== Given problem ==
Your task is to print all of the data word for word.
·····
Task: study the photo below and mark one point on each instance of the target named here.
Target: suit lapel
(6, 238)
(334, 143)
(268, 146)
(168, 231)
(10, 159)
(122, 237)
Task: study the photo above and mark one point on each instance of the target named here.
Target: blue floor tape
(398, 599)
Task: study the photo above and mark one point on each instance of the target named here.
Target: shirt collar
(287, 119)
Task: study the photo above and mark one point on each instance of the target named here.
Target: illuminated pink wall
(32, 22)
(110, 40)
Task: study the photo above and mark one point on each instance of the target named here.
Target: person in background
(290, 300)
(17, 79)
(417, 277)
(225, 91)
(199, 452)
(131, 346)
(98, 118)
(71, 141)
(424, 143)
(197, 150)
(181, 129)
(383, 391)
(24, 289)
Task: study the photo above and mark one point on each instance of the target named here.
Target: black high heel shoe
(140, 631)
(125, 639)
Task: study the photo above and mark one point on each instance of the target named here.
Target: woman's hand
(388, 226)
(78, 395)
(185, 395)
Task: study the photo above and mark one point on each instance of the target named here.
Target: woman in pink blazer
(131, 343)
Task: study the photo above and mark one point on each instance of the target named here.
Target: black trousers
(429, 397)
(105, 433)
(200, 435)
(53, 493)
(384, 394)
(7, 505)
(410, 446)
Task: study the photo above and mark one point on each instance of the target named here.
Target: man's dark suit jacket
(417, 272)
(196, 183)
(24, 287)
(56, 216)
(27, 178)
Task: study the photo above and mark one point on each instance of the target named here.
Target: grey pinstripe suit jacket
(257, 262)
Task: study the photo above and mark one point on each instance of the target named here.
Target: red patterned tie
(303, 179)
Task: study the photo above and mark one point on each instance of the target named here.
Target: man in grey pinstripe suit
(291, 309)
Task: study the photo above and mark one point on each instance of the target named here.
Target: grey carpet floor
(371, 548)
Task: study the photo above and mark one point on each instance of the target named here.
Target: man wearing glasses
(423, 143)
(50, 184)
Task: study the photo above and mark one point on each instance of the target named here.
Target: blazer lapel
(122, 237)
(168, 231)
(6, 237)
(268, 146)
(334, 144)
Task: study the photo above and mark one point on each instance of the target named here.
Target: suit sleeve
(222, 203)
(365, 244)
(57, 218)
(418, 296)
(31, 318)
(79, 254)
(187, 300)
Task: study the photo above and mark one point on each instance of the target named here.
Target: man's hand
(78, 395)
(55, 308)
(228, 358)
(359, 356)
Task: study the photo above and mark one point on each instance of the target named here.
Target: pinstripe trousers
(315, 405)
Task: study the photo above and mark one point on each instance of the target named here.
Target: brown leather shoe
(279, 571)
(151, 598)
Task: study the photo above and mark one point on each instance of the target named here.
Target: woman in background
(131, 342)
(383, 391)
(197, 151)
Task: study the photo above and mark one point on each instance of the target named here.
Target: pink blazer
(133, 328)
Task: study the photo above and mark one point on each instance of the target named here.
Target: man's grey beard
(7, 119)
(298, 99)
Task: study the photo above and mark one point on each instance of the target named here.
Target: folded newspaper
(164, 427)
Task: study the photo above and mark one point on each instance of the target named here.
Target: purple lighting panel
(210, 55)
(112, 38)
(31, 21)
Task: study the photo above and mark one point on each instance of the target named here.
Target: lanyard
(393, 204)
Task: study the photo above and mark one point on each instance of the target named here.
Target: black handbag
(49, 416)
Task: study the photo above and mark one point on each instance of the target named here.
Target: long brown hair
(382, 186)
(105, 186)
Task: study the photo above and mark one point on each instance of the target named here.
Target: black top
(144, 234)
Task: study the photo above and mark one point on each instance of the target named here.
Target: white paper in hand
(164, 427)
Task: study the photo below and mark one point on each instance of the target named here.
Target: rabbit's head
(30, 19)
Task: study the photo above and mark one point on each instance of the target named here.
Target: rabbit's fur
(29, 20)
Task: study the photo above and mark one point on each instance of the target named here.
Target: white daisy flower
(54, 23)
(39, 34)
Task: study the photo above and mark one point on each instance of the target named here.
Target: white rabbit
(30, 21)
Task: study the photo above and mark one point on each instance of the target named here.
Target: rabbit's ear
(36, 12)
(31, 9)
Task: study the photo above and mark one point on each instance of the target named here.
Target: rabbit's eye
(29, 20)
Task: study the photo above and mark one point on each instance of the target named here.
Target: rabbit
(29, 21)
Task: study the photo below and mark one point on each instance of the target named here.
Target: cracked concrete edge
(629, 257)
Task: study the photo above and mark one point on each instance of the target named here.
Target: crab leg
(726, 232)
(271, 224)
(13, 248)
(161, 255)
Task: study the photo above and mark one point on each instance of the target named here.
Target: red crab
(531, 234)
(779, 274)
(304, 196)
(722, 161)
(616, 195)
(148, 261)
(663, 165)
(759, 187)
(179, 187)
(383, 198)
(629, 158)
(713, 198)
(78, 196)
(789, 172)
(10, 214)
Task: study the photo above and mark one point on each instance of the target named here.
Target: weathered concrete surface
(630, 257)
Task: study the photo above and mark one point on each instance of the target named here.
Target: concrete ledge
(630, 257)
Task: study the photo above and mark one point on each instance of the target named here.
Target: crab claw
·····
== Full solution ==
Task: study the photo below and mark one point on each instance of the target named here.
Target: suit lapel
(6, 238)
(334, 143)
(268, 146)
(168, 231)
(10, 159)
(122, 237)
Task: study the photo above and mark one point on each instance of the target named here.
Target: blue floor tape
(398, 599)
Task: study the photo above and mark one point on each instance of the target named here.
Target: shirt collar
(287, 119)
Task: study the photo above and mark one point on each instance of the target named here.
Target: illuminated pink wall
(32, 22)
(110, 40)
Task: study the photo above and mark one point on each instance of the target named here.
Target: person in background
(290, 300)
(17, 79)
(417, 277)
(225, 91)
(199, 452)
(131, 346)
(98, 118)
(71, 141)
(424, 143)
(197, 150)
(181, 129)
(383, 391)
(24, 289)
Task: study the photo above and mark one point on each instance of the target named here.
Target: black high heel shoe
(140, 631)
(125, 639)
Task: study the photo above and mark one point on each instance of the target named here.
Target: woman's hand
(388, 226)
(78, 395)
(185, 395)
Task: study the photo above and mark one point on each instance of the target named here.
Target: woman in pink blazer
(131, 343)
Task: study the photo above and mark one point on each instance of the target named here.
Target: black trousers
(429, 397)
(105, 433)
(200, 435)
(53, 493)
(384, 394)
(7, 505)
(410, 446)
Task: study the photo above and mark one point on each instance of the target named here.
Target: man's dark suit jacket
(417, 272)
(196, 183)
(24, 287)
(56, 216)
(27, 178)
Task: study the photo above and mark one point on each instance of the target named here.
Target: grey pinstripe suit jacket
(257, 262)
Task: study the photo above and mark one point on each instance of the target named here.
Target: red patterned tie
(303, 179)
Task: study the photo above and mark one point on each instance of the target named here.
Target: man in grey pinstripe suit
(291, 309)
Task: study the photo above and mark one point on each instance of the target named here.
Target: grey carpet floor
(371, 548)
Task: study the photo above and mark one point on each instance of the target named here.
Target: man wearing glasses
(423, 143)
(50, 184)
Task: study the photo above and mark one point on each instance of the target named here.
Target: blazer lapel
(122, 237)
(168, 231)
(6, 237)
(268, 146)
(334, 144)
Task: study the photo above and mark one point on each instance of the target named here.
Target: suit sleeve
(222, 203)
(365, 244)
(57, 218)
(418, 296)
(31, 318)
(79, 254)
(187, 300)
Task: study the photo above and mark one point on each instance of the target named here.
Target: man's hand
(78, 395)
(55, 308)
(228, 358)
(359, 356)
Task: study the photo above and mark one point on each instance of the target named here.
Target: pinstripe trousers
(315, 405)
Task: study the photo above and mark one point on each instance of the target named here.
Target: brown leather shoe
(279, 571)
(151, 598)
Task: study the photo above and mark one point on each instance of the target named here.
Target: woman in background
(131, 342)
(383, 391)
(197, 151)
Task: study the photo above and mark one point on each instance of the target named here.
Target: pink blazer
(133, 328)
Task: study the photo above and mark one point on each instance of the target named here.
Target: man's grey beard
(7, 119)
(298, 99)
Task: study the photo above and mark one point on each instance of the target named here.
Target: folded newspaper
(164, 427)
Task: study the photo above and mark one point on each instance of the target named here.
Target: purple lighting panel
(210, 55)
(112, 38)
(31, 21)
Task: study the photo above and mark one point on each instance of the target named here.
Target: lanyard
(393, 204)
Task: study the photo above and mark one point on each instance of the target named here.
Target: black handbag
(49, 416)
Task: study the photo above and mark one point on each instance of the target named here.
Target: long brown hair
(382, 186)
(105, 186)
Task: study the photo above and mark one point on each instance of the target named here.
Target: black top
(144, 234)
Task: study the photo above and mark one point on each instance of the target named here.
Target: white paper in hand
(164, 427)
Task: study the photo below and mark one point on each instance of the target named here.
Target: rabbit's head
(30, 19)
Task: study the photo above and mark one point on each instance of the target named here.
Target: rabbit's fur
(29, 20)
Task: study the photo above and mark one point on each instance of the target named here.
Target: white daisy flower
(54, 23)
(39, 34)
Task: study the photo above and mark one point on each instance of the target named here.
Target: white rabbit
(30, 21)
Task: study the photo above and mark one point on each instance of the target named here.
Target: rabbit's ear
(36, 12)
(31, 9)
Task: study the photo above and mark one point on each instance of the target named here.
Target: rabbit's eye
(29, 20)
Task: study the photo above and mark one point on each instance of the target named here.
Target: rabbit
(29, 21)
Task: study the photo below and mark one point on each instance of the target named here.
Target: cracked concrete edge
(629, 257)
Task: study the photo above and mark one point on each instance of the target named here.
Target: crab leg
(726, 232)
(271, 224)
(13, 248)
(161, 255)
Task: study the photo above and mark one point on each instance of the target named here.
Target: red crab
(531, 234)
(779, 274)
(304, 196)
(722, 161)
(616, 195)
(148, 261)
(663, 165)
(759, 187)
(179, 187)
(383, 198)
(629, 158)
(713, 198)
(78, 196)
(789, 172)
(10, 214)
Task: study the photo above and mark one point on each instance of the target named here.
Target: weathered concrete surface
(630, 257)
Task: study the photo above and mark one point on each instance of the target named here.
Target: concrete ledge
(630, 257)
Task: study the photo above and mark one point on each instance of the target named here.
Target: crab claw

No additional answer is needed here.